課題文において、「住居不定」を用いていると答えた1社は、なぜその表記を使うのでしょうか。その社が述べた理由を説明してください。

» 課題文
***

9237「住所不定・住居不定・住居不詳」

2023 . 12 . 28

9237

 

<2022年11月1日に書き始めました>

2022年10月31日の読売テレビお昼のニュースで、3000万円の強盗致傷の少年2人が逮捕されたというニュースをやっていました。その中で、15歳の少年を、

「住居不定」

と言っていました。これって、普通ニュースでは、

「住所不定」

と言うのではないでしょうか?

放送後に報道デスクに聞くと、

「警察はずっと前から『住居不定』と言っていますが、こちらで『住所不定』に直したり、直さなかったりですね。また、みんなで話しておきます」

とのことでした。同じニュースのその日の「毎日新聞・夕刊」は、

「住所不定」

としていました。

これに関しては以前、用語懇談会の議題にも上ったなと思い、検索してみたら、2019年4月に、私が議題として挙げていました。その際は、

先日、テレビ新潟発の全国ニュースを見ていたら、逮捕された容疑者が、「住居不定 無職」という原稿をアナウンサーが読んでいました。この「住居不定」というのは、普通は、「住所不定」と言うのではないのでしょうか?弊社の報道デスクに聞いたところ、警察発表では使われているようですが、それをそのまま放送するかどうかは「デスクによる」ということで、特に統一はしていないようです。この「住居不定」を使われている社はあるでしょうか?また「住居不定」と「住所不定」で意味の使い分けをしているという社はありますか?』

という質問をしました。これに対し、

「住居不定でやっている」

という社は「1社だけ」でした。その社は

「住民票があれば住所はあるので、不定ではない。『住居』に住むのであって、ホームレスの人やホテルを転々としている人は『住居が不定』なのだ。だから2~3年前からローカルニュースでは警察発表に従って『住居不定』で放送している。」

とのことでした。しかし全体としては

「警察発表は『住居』でも、ニュース原稿では『住所』と書き換える」

という社の方が多いようでした。

ある社の原稿検索では、2011~15年は、

「住居不定」=267件 「住所不定」=4731件

2016~19年は、

「住居不定」=61件 「住所不定」=2672件

で、使い分けはないものの「住所不定」の方が圧倒的だったようです。

***

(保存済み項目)
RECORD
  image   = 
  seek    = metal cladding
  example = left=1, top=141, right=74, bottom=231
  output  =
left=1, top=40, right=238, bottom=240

***

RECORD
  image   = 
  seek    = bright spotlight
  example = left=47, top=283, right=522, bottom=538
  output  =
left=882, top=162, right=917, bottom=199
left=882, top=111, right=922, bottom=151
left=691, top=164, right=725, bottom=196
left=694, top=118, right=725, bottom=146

***

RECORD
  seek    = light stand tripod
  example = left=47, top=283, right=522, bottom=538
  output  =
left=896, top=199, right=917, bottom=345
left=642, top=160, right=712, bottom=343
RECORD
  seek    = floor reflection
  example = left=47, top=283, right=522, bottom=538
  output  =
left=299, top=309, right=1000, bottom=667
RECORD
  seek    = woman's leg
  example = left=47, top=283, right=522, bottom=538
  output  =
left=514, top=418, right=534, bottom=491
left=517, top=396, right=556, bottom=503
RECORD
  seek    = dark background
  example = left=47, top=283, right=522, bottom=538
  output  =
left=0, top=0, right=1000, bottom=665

***

» 解答例
住民票があれば住所はあるため、「住所」が不定とは言えないというのがその社の考えです。人は「住居」に住むものであり、ホームレスの人やホテルを転々としている人は「住居が不定」だとしています。そのため、2~3年前からローカルニュースでは警察発表に従って「住居不定」で放送しているとのことです。